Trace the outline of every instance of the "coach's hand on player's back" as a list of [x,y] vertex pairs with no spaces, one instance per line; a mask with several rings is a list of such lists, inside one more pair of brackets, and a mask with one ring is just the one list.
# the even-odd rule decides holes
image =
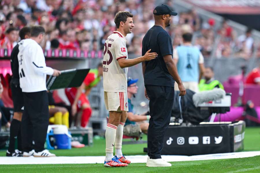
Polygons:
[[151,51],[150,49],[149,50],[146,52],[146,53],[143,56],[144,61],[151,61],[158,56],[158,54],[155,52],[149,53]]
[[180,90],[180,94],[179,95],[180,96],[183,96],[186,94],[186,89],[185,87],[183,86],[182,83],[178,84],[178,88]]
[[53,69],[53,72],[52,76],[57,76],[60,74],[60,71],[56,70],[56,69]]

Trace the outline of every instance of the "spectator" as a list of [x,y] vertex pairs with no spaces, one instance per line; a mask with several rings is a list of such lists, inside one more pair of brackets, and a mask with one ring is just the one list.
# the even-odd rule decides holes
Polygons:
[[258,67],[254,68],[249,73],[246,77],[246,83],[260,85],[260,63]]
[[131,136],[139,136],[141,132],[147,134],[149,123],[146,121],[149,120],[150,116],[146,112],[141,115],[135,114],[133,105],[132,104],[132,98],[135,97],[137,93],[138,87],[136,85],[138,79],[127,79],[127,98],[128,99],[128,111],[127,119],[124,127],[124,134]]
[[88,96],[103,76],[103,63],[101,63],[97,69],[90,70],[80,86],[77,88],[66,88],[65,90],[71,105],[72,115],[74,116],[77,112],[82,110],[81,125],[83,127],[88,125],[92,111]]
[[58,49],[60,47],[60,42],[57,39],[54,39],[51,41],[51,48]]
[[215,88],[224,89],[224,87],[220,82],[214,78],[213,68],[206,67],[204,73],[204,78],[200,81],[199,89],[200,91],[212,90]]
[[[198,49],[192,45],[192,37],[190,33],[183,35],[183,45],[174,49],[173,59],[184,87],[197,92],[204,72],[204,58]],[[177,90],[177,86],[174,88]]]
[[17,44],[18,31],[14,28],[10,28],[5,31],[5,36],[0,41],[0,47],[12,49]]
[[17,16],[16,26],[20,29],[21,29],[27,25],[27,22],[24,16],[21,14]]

--

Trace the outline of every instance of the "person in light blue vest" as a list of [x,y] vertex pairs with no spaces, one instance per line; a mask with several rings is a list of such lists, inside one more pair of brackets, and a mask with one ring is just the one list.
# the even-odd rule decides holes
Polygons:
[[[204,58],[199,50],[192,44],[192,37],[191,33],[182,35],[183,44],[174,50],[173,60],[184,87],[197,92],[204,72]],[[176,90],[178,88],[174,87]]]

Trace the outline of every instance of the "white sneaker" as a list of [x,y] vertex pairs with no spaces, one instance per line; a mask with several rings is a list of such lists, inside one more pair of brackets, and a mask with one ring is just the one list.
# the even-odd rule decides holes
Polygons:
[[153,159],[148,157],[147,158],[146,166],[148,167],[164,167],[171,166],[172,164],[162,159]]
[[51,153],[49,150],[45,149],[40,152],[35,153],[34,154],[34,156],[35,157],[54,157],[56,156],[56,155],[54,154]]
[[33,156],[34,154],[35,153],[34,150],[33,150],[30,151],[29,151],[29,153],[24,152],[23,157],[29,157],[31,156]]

--

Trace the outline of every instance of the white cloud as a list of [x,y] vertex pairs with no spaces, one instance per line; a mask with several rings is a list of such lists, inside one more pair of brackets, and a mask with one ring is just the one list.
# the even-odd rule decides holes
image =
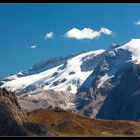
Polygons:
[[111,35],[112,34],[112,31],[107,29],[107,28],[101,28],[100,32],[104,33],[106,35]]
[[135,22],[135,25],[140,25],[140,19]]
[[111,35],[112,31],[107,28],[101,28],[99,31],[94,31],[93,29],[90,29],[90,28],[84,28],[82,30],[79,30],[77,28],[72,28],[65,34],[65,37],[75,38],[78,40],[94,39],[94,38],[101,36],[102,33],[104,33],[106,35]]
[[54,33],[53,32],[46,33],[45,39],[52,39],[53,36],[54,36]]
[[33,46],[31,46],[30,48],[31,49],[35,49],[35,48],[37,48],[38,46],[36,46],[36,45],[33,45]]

» **Directions**
Could you give the lines from the line with "Trace the outline of every instance of the white" through the line with "[[54,33],[53,32],[46,33],[45,39],[52,39],[53,36],[54,36]]" as a JSON list of strings, one per line, with blank lines and the picture left out?

» **Complete output**
[
  "Trace the outline of every instance of the white cloud as a list of [x,y] vertex pairs with no spaces, one instance per line; a mask with several rings is a list of such lists, inside one more pair of brackets, and a mask with one ring is just the one list.",
  "# the even-odd rule decides holes",
  "image =",
  "Polygons:",
  "[[111,35],[112,34],[112,31],[107,29],[107,28],[101,28],[100,32],[104,33],[106,35]]",
  "[[135,22],[135,25],[140,25],[140,19]]",
  "[[111,35],[112,31],[107,28],[101,28],[99,31],[94,31],[93,29],[90,29],[90,28],[84,28],[82,30],[79,30],[77,28],[72,28],[65,34],[65,37],[75,38],[78,40],[94,39],[94,38],[101,36],[102,33],[104,33],[106,35]]",
  "[[54,33],[53,32],[46,33],[45,39],[52,39],[53,36],[54,36]]"
]